[Records from a collection]
BEGIN
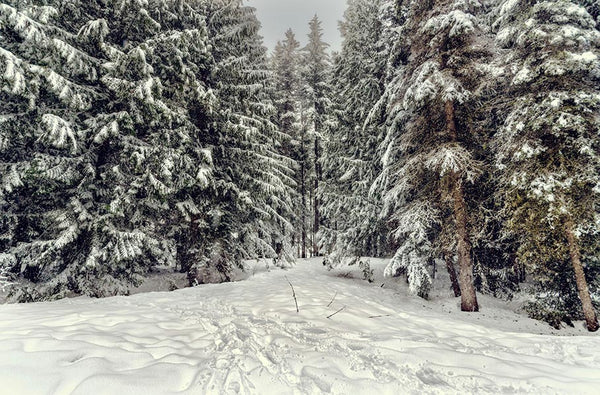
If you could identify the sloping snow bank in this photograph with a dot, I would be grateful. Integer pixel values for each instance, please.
(247, 338)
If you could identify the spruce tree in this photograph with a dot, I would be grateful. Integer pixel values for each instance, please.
(547, 150)
(433, 138)
(351, 226)
(254, 184)
(315, 93)
(285, 64)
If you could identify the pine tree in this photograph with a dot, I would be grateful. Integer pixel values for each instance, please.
(285, 64)
(350, 214)
(315, 95)
(103, 210)
(254, 181)
(433, 140)
(547, 150)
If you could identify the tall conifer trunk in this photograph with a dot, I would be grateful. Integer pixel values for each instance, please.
(465, 263)
(582, 288)
(452, 274)
(317, 217)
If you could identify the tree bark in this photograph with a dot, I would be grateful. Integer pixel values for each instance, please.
(465, 263)
(303, 209)
(452, 273)
(582, 287)
(317, 217)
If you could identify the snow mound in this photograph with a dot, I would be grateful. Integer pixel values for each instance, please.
(247, 338)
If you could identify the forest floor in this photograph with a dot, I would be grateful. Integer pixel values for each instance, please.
(349, 337)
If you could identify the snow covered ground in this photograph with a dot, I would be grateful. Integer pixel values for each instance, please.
(247, 338)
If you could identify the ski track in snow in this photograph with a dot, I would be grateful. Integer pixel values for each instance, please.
(246, 338)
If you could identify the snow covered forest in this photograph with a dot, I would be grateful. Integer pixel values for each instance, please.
(457, 136)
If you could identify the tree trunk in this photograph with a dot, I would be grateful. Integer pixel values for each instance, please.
(465, 263)
(582, 287)
(317, 218)
(452, 273)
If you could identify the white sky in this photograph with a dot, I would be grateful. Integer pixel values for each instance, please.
(276, 16)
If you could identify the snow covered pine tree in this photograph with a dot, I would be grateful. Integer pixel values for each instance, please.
(547, 150)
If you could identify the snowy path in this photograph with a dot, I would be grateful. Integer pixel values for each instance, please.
(247, 338)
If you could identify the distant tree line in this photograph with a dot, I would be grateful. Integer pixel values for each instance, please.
(135, 134)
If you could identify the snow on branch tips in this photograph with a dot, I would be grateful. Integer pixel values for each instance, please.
(453, 158)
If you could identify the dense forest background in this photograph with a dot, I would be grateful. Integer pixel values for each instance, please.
(136, 134)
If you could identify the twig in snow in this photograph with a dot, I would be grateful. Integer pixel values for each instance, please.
(293, 294)
(331, 315)
(380, 316)
(332, 299)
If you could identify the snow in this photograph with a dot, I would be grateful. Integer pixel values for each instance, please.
(247, 337)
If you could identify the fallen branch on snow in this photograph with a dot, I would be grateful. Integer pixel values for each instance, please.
(332, 299)
(331, 315)
(293, 294)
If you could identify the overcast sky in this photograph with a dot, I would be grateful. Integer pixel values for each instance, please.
(276, 16)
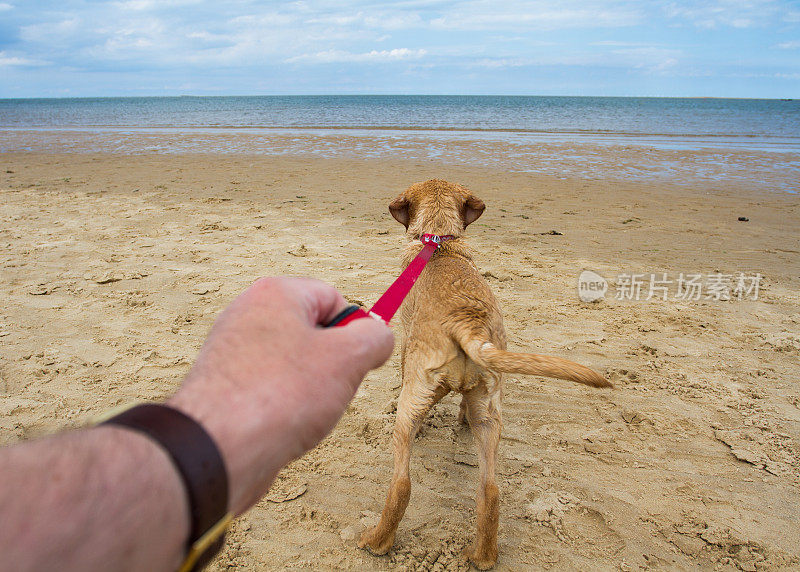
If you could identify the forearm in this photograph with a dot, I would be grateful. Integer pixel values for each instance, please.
(104, 498)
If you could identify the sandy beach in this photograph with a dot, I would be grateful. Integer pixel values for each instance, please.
(115, 266)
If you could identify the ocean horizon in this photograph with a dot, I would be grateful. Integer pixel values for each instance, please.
(750, 141)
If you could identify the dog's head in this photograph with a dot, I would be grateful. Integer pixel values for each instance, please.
(436, 207)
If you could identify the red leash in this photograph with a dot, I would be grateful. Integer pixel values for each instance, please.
(388, 304)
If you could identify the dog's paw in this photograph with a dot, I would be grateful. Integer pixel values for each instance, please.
(376, 543)
(484, 560)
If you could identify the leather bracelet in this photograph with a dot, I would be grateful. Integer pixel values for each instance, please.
(201, 468)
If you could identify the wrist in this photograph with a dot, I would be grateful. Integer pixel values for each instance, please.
(246, 437)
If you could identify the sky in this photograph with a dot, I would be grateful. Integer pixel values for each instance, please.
(672, 48)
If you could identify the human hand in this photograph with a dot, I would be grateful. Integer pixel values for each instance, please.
(269, 383)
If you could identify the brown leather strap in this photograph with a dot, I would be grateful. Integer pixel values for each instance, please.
(197, 459)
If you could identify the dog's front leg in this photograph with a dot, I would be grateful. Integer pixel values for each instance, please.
(483, 414)
(412, 407)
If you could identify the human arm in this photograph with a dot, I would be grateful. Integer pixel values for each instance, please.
(267, 386)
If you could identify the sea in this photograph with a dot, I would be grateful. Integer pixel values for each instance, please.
(741, 140)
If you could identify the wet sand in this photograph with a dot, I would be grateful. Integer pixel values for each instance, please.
(114, 267)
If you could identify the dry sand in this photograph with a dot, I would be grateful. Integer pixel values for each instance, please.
(114, 266)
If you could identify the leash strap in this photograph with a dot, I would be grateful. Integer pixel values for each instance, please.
(388, 304)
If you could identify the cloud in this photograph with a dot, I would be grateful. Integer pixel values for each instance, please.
(7, 60)
(538, 16)
(334, 56)
(715, 14)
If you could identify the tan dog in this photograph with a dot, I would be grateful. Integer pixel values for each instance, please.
(454, 341)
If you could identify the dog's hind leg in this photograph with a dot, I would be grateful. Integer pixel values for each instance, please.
(416, 400)
(483, 414)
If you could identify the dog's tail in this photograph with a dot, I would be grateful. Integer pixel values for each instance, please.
(490, 357)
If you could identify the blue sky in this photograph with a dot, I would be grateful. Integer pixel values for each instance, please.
(724, 48)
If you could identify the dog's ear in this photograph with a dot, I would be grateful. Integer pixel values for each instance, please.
(399, 209)
(473, 208)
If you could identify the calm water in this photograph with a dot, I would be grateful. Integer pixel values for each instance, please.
(756, 142)
(758, 121)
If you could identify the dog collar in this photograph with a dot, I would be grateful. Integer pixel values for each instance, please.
(435, 238)
(388, 304)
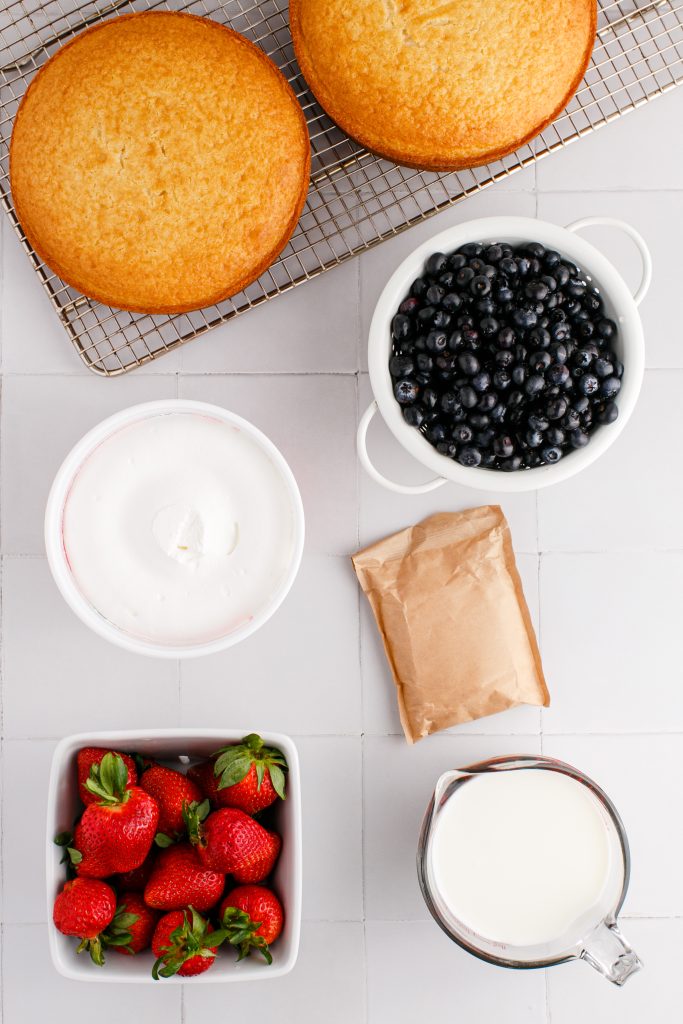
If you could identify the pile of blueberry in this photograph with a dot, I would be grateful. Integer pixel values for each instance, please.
(503, 357)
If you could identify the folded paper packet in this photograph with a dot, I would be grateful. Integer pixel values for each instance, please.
(457, 632)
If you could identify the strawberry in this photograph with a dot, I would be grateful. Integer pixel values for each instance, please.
(231, 842)
(85, 907)
(171, 790)
(136, 880)
(251, 775)
(182, 946)
(253, 918)
(116, 834)
(132, 927)
(178, 880)
(89, 756)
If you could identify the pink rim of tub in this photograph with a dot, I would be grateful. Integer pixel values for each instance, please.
(56, 555)
(621, 305)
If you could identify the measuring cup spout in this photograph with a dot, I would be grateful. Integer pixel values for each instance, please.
(607, 950)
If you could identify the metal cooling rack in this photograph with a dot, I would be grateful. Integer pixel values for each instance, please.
(355, 200)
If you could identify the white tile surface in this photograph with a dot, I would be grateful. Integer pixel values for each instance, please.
(609, 639)
(575, 992)
(60, 678)
(607, 600)
(391, 825)
(415, 974)
(630, 499)
(640, 151)
(326, 984)
(643, 775)
(265, 682)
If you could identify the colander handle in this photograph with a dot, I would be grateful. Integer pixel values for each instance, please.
(646, 274)
(399, 488)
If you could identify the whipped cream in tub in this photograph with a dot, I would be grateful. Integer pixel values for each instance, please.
(178, 527)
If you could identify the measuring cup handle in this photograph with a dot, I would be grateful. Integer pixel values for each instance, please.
(400, 488)
(608, 952)
(646, 259)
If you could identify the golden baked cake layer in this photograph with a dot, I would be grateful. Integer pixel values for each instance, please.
(443, 84)
(159, 162)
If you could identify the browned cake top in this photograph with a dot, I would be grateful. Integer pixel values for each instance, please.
(443, 84)
(159, 162)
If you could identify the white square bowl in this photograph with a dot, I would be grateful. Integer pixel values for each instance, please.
(177, 749)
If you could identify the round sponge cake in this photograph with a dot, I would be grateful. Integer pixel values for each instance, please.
(443, 84)
(159, 162)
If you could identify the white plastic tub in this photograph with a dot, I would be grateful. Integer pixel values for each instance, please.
(621, 305)
(58, 562)
(175, 748)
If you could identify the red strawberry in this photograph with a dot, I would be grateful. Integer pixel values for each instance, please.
(172, 791)
(181, 945)
(178, 880)
(253, 918)
(89, 756)
(136, 880)
(85, 907)
(133, 925)
(116, 834)
(250, 774)
(230, 842)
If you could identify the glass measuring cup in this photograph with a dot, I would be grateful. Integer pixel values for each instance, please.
(594, 938)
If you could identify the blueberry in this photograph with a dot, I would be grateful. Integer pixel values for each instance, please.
(407, 392)
(557, 374)
(588, 384)
(504, 358)
(462, 433)
(401, 366)
(481, 381)
(436, 263)
(449, 402)
(578, 438)
(556, 409)
(409, 305)
(414, 415)
(536, 290)
(535, 384)
(486, 401)
(537, 422)
(469, 456)
(540, 360)
(551, 454)
(503, 446)
(608, 414)
(602, 368)
(434, 294)
(488, 326)
(436, 341)
(401, 327)
(468, 396)
(539, 337)
(506, 337)
(452, 302)
(558, 351)
(524, 318)
(606, 329)
(610, 387)
(441, 318)
(465, 275)
(468, 363)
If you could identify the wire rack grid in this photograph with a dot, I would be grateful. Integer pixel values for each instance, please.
(355, 200)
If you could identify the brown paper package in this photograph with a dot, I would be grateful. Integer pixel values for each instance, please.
(451, 609)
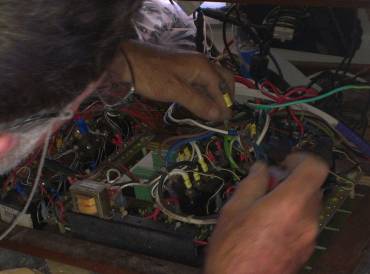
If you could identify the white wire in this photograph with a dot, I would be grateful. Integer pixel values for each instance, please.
(191, 122)
(108, 175)
(35, 184)
(214, 195)
(197, 150)
(340, 72)
(28, 174)
(243, 92)
(264, 130)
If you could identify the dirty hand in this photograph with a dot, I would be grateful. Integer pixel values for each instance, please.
(177, 76)
(269, 233)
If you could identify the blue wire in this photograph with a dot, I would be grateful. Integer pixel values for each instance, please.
(176, 146)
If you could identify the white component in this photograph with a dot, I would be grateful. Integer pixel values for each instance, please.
(189, 6)
(283, 33)
(8, 214)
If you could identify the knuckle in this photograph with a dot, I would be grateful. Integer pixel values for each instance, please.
(311, 232)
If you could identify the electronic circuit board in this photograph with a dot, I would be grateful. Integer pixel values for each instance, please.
(125, 178)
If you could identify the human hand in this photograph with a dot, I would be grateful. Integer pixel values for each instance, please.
(273, 233)
(183, 77)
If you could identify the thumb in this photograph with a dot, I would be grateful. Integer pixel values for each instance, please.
(253, 187)
(195, 101)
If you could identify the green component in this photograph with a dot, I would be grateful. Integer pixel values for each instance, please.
(158, 161)
(143, 193)
(144, 173)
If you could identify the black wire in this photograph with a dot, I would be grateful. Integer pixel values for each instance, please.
(276, 64)
(227, 48)
(130, 67)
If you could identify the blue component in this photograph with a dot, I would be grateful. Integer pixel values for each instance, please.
(247, 60)
(82, 126)
(232, 132)
(176, 146)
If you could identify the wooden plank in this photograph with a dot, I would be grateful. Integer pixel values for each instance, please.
(316, 3)
(349, 245)
(88, 255)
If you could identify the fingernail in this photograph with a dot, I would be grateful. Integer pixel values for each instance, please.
(256, 168)
(213, 113)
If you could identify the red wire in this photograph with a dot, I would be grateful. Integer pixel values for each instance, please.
(200, 242)
(297, 121)
(248, 83)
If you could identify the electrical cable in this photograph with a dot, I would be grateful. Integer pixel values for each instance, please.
(34, 187)
(175, 147)
(338, 126)
(313, 99)
(191, 122)
(227, 48)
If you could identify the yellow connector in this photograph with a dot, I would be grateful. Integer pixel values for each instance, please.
(180, 157)
(196, 175)
(59, 144)
(253, 130)
(203, 165)
(228, 100)
(187, 181)
(187, 154)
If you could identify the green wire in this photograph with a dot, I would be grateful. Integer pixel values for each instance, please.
(313, 99)
(228, 146)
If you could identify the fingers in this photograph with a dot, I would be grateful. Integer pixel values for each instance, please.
(308, 173)
(252, 187)
(228, 77)
(209, 76)
(195, 101)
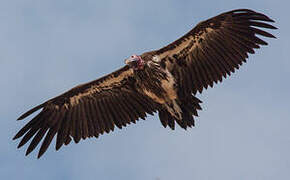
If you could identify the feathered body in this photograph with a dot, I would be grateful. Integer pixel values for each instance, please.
(164, 81)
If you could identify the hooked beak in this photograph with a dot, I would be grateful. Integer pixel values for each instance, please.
(131, 62)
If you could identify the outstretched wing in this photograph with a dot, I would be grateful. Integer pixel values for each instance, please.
(85, 111)
(214, 48)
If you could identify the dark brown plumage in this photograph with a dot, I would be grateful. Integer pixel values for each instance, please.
(164, 80)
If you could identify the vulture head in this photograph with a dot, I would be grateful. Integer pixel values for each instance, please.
(135, 62)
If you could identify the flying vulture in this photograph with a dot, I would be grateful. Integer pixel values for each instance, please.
(164, 81)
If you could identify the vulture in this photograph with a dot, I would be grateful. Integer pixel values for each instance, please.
(165, 81)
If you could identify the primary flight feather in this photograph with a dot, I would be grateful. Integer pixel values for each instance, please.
(165, 80)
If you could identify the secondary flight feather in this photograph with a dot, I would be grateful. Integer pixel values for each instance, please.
(164, 81)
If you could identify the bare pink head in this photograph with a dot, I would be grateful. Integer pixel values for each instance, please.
(135, 61)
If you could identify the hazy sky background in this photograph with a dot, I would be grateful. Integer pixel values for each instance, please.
(47, 47)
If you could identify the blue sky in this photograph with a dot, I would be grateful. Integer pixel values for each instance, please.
(47, 47)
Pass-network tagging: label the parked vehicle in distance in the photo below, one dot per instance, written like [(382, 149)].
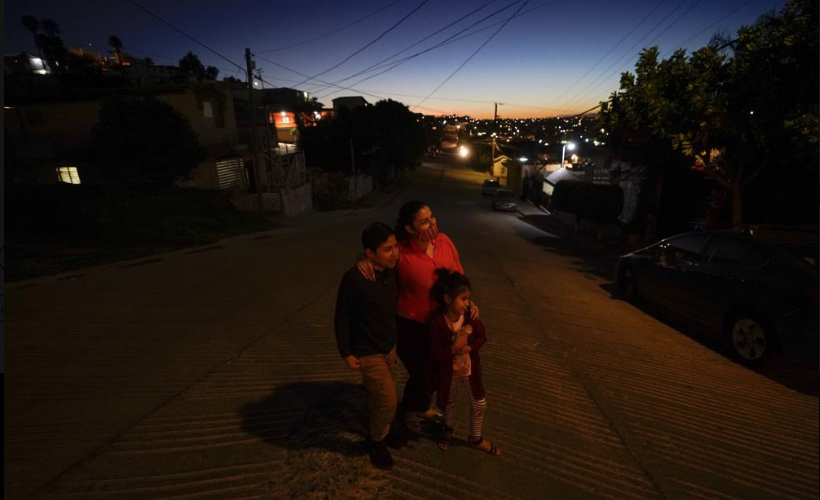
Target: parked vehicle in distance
[(504, 200), (490, 187), (759, 290)]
END
What is needed ▸ Give back exactly, and only, the lines from the one holding "If you could identify the flying" through the last line of the entries, with every picture omitted.

The answer ▸
If you could identify the flying vulture in this photograph with a dot, I would be grateful. Integer pixel values for each instance, please.
(164, 81)
If you could identify the vulture in this photograph with a dot, I would be grateful. Integer pixel values for each instance, please.
(165, 81)
If you could identify the primary flight feather in this photograph with a dot, I would be grateful. Integer pixel values for each instance, please.
(165, 80)
If you could identify the secondary flight feather in this photograph with a dot, I would be grateful. Integer pixel values for each instance, please.
(164, 81)
If you could identify the bare pink head in this photograph with a dot, I would be grateful. Integer pixel values for each instance, please.
(135, 61)
If you could identify the hazy sky background in this photograph with a dot, I would be grateful. Integer pixel values for each instance, please.
(47, 47)
If you could identify the blue sky in this photograph with a dot, I would be grateful. Integer pixel values for each instance, please.
(47, 47)
Pass-network tagging: label the parked vehicle in distance in the photo below, one dot per instance, written like [(382, 149)].
Target: parked vehicle in distance
[(504, 200), (490, 187), (759, 290)]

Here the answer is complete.